→ WHAT IS NEEDED: When you reach the line containing "Sample: <point>592,531</point>" in the records below, start copying exactly, and stop once you have copied the line containing "Sample: <point>504,244</point>".

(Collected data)
^^^^^^^^^^^^^^^^
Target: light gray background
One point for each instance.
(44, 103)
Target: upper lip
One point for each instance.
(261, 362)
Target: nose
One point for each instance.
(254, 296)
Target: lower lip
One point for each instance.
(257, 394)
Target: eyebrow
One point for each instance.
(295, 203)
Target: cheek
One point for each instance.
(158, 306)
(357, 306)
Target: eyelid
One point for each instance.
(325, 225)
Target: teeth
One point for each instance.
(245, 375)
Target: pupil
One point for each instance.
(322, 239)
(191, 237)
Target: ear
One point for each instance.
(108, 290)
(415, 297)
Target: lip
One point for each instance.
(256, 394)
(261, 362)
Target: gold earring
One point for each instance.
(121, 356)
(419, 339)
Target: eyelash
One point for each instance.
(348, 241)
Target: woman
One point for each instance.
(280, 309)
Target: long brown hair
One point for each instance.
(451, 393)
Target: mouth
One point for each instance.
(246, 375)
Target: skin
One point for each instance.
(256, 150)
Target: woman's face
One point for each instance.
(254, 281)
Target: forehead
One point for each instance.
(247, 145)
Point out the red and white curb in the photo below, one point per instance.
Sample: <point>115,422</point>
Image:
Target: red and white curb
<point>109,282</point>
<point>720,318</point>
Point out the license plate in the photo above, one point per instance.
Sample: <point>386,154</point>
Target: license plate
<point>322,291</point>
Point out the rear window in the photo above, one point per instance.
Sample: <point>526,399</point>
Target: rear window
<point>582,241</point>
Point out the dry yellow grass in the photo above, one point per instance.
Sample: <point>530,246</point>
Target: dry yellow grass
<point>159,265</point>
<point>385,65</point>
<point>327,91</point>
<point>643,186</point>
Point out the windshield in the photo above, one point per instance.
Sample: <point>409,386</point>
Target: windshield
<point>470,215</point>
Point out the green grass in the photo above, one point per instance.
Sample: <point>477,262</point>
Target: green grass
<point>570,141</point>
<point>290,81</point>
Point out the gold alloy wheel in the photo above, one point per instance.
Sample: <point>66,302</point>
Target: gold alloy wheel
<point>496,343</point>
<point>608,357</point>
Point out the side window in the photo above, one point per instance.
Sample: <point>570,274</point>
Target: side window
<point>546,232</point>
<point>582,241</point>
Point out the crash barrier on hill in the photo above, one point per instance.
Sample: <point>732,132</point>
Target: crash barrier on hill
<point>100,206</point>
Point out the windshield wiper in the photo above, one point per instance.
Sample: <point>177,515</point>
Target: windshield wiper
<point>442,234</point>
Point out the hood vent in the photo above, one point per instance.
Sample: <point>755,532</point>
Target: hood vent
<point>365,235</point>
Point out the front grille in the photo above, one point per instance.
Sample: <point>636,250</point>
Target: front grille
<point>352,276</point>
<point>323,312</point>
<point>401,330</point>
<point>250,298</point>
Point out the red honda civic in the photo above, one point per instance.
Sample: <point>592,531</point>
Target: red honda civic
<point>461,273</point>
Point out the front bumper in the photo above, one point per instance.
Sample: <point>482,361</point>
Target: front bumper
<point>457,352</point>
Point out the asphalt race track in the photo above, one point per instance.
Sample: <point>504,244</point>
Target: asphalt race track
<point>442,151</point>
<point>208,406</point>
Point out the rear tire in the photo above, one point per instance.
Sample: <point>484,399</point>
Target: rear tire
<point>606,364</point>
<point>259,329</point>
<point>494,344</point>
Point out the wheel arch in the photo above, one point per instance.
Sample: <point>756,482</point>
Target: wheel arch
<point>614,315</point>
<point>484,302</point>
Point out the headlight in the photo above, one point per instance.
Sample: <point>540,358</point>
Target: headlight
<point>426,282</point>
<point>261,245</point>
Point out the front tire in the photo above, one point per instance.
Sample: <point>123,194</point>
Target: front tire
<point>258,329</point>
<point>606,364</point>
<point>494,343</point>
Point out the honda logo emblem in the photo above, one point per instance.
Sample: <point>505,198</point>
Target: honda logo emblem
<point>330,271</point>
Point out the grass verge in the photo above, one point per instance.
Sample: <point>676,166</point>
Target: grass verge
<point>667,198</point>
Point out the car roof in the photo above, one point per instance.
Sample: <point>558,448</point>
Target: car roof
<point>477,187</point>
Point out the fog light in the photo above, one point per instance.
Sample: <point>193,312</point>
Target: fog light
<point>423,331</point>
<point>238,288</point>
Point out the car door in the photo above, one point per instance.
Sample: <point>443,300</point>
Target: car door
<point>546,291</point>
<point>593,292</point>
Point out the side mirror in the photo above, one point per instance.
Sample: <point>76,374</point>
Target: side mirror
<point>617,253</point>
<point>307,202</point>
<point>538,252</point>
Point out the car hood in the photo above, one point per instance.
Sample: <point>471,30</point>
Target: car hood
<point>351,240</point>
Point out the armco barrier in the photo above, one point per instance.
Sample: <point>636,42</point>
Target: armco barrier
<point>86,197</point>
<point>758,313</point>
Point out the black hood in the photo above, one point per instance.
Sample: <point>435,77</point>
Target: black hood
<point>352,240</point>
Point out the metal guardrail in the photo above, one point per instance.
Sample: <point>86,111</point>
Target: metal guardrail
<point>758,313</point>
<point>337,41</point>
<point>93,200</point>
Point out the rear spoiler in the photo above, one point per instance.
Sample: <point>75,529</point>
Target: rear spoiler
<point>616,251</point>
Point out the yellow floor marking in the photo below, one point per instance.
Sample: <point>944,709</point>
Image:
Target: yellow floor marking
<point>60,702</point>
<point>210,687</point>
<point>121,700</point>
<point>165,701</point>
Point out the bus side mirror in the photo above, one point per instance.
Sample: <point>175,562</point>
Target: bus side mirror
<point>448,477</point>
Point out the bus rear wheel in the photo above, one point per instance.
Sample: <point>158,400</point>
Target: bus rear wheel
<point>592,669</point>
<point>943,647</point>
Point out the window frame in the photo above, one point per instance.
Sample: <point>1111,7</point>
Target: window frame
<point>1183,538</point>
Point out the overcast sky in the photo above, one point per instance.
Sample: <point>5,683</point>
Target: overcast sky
^^^^^^^^^^^^^^^^
→ EXERCISE SOLUTION:
Sample: <point>592,531</point>
Target: red honda civic
<point>461,273</point>
Point out the front bumper in the photo above, one point per instance.
Sample: <point>482,361</point>
Target: front bumper
<point>457,352</point>
Point out the asphalt race track in the photo above, one point per instance.
Sample: <point>504,244</point>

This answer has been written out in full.